### Problem statement
With the line containing "of the wooden" as the first and the final line of the entries as the last, repeat exactly the lines in that span, including both.

-- Opening Marker --

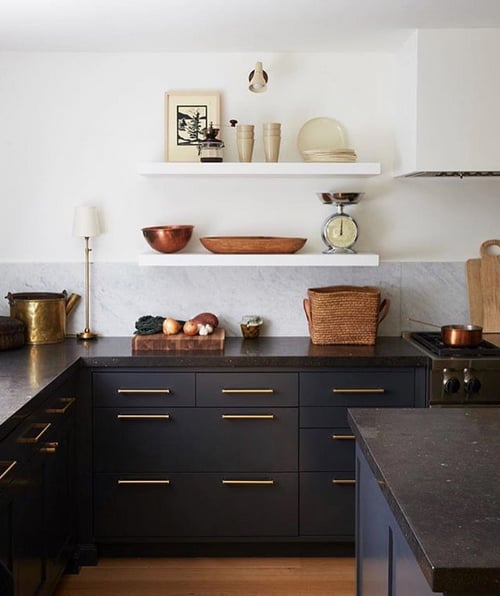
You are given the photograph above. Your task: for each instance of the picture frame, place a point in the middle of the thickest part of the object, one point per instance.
(187, 114)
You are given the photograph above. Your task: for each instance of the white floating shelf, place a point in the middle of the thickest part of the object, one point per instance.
(255, 169)
(152, 259)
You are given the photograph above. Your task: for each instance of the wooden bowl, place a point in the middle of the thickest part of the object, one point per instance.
(168, 238)
(252, 244)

-- Closing Marker --

### Task response
You are given the photograph above. Your task: for each instance of the wooden bowl, place a point in the middle of the thickest part of the object, one point per instance.
(168, 238)
(252, 244)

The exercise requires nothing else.